STATED GOAL
Return only the lines starting at the line that contains "compact shape [198,163]." and ending with the final line of the listing; include both endpoints.
★ ★ ★ ★
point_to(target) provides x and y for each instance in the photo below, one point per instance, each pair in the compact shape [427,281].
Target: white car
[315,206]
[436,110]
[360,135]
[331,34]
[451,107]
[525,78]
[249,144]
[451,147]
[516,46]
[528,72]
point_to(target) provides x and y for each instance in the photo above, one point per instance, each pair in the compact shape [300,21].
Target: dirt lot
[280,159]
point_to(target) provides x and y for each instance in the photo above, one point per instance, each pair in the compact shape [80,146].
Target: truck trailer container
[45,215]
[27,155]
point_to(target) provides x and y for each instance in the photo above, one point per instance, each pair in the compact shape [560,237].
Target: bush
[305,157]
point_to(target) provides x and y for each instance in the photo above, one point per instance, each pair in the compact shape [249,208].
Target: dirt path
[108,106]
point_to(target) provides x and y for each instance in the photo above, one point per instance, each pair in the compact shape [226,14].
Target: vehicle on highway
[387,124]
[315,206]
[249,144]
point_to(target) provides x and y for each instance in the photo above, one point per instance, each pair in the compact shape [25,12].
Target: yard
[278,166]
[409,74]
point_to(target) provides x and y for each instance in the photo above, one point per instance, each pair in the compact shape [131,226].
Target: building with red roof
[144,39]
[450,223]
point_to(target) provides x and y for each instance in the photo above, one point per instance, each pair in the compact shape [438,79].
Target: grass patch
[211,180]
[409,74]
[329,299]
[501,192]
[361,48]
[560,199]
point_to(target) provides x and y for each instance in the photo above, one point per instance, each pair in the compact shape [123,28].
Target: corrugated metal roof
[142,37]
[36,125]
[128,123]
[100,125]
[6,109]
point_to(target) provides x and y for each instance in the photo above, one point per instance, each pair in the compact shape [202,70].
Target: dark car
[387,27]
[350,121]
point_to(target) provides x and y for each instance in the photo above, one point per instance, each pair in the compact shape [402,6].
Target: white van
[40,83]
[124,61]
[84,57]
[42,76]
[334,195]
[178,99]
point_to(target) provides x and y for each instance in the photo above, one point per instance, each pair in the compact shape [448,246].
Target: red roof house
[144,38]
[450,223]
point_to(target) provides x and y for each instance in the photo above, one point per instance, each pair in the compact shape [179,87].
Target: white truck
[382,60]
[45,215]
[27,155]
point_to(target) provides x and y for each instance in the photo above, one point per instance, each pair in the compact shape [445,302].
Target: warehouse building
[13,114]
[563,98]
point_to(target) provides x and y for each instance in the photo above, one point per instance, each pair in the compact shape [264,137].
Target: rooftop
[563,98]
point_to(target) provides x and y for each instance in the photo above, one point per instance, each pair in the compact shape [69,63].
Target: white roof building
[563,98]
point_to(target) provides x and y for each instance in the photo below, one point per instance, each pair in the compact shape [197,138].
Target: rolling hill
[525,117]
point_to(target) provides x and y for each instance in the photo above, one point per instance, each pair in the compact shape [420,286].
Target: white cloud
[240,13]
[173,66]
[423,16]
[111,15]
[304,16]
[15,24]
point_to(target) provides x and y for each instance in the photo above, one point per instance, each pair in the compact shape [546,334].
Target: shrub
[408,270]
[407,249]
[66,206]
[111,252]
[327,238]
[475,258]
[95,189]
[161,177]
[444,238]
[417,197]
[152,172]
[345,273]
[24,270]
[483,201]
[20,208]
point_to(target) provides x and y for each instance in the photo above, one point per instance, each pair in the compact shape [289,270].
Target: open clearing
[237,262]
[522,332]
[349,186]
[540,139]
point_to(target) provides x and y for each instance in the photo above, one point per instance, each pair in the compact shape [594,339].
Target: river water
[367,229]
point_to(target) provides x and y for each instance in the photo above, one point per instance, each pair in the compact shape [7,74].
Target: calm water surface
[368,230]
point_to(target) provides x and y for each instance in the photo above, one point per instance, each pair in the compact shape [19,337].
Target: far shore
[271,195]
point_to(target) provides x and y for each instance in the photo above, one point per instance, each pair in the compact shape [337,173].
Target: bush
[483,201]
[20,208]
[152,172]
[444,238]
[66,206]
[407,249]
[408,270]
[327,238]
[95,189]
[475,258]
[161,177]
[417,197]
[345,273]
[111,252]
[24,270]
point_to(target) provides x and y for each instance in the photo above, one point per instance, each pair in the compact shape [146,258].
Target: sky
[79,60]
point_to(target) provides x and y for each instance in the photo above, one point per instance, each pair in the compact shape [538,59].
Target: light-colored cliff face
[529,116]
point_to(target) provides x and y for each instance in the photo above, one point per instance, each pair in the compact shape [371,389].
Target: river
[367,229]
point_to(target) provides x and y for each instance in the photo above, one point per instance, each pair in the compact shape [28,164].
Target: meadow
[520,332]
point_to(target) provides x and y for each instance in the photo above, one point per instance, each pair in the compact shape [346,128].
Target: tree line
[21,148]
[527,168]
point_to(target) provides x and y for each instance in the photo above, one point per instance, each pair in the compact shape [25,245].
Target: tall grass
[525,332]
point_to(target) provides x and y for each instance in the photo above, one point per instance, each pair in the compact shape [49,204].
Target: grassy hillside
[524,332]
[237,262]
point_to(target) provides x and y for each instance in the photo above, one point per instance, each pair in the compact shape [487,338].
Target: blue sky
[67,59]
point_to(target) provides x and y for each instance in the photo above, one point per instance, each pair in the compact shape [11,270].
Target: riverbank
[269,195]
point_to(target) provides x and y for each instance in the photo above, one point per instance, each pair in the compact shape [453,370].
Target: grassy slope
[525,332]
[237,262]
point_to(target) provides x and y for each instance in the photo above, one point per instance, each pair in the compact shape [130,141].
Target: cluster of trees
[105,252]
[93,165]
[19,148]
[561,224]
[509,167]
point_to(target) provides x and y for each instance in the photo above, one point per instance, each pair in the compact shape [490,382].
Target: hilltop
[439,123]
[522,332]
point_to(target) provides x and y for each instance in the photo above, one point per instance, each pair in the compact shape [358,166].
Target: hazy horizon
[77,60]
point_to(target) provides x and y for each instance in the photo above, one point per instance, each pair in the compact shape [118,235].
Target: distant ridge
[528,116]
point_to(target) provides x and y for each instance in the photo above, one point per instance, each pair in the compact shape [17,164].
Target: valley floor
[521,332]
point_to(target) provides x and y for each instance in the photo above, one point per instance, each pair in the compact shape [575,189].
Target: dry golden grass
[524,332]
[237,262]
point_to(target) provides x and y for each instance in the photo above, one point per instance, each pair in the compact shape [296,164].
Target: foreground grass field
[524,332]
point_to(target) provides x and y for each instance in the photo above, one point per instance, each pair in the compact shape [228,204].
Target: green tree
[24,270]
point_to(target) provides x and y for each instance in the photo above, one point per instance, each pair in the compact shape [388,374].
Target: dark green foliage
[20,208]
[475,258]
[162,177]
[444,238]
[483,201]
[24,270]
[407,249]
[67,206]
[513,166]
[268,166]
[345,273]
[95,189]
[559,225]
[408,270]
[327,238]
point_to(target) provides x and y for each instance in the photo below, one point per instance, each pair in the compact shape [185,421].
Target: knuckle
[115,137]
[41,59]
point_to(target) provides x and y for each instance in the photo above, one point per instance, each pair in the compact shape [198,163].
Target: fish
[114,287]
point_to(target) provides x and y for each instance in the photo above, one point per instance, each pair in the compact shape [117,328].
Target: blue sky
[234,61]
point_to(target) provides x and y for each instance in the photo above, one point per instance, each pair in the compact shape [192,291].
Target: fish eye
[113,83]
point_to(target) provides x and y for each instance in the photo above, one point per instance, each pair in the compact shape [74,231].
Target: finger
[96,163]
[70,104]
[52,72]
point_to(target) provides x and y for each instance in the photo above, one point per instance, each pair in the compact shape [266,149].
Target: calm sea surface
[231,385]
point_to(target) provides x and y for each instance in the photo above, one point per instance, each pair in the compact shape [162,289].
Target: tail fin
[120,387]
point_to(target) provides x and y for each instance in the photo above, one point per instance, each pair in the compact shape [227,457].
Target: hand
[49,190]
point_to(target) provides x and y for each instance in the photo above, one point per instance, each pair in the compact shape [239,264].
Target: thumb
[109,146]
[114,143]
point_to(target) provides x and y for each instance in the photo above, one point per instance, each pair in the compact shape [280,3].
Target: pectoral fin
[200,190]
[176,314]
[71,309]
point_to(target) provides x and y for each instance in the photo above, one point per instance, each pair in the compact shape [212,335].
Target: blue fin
★ ★ ★ ★
EXERCISE SOLUTION
point_to(target) provides x and y for each instance in the photo above, one point per instance, each pair in the compact shape [198,163].
Target: fish
[114,287]
point_to(target) provides x and y for each instance in the photo above, one point per instance, each pair in the compact shape [117,328].
Target: blue sky
[234,61]
point_to(target) provides x and y for each instance in the photo above, one point per instance, each pair in the compact shape [192,291].
Target: fish eye
[113,83]
point_to(target) provides x and y for each instance in the photo above, one point per instance, each pair in the compact shape [74,231].
Target: finger
[96,163]
[70,104]
[52,72]
point_to(target) provides x and y for each instance in the photo above, one point per instance, each pair in the compact shape [266,149].
Target: calm sea surface
[231,385]
point_to(target) provides x and y for each instance in the photo above, one point per instance, each pair in the compact shape [162,289].
Target: tail fin
[120,387]
point_to(target) provides x and y for each instance in the photo above, one point per instance, each pair in the compact shape [227,457].
Target: hand
[49,190]
point_to(target) provides x and y for each instance in the photo above, one point per instance, each pair in the compact shape [239,264].
Target: thumb
[109,146]
[114,143]
point_to(target) provides x and y for each instance in the photo above, one point per instance, each pair in the compact shape [280,3].
Target: pectoral fin
[200,190]
[176,314]
[71,309]
point_to(target) provides x and y for each instance in the photo above, one point per instance, each pair in the compact shape [212,335].
Target: blue fin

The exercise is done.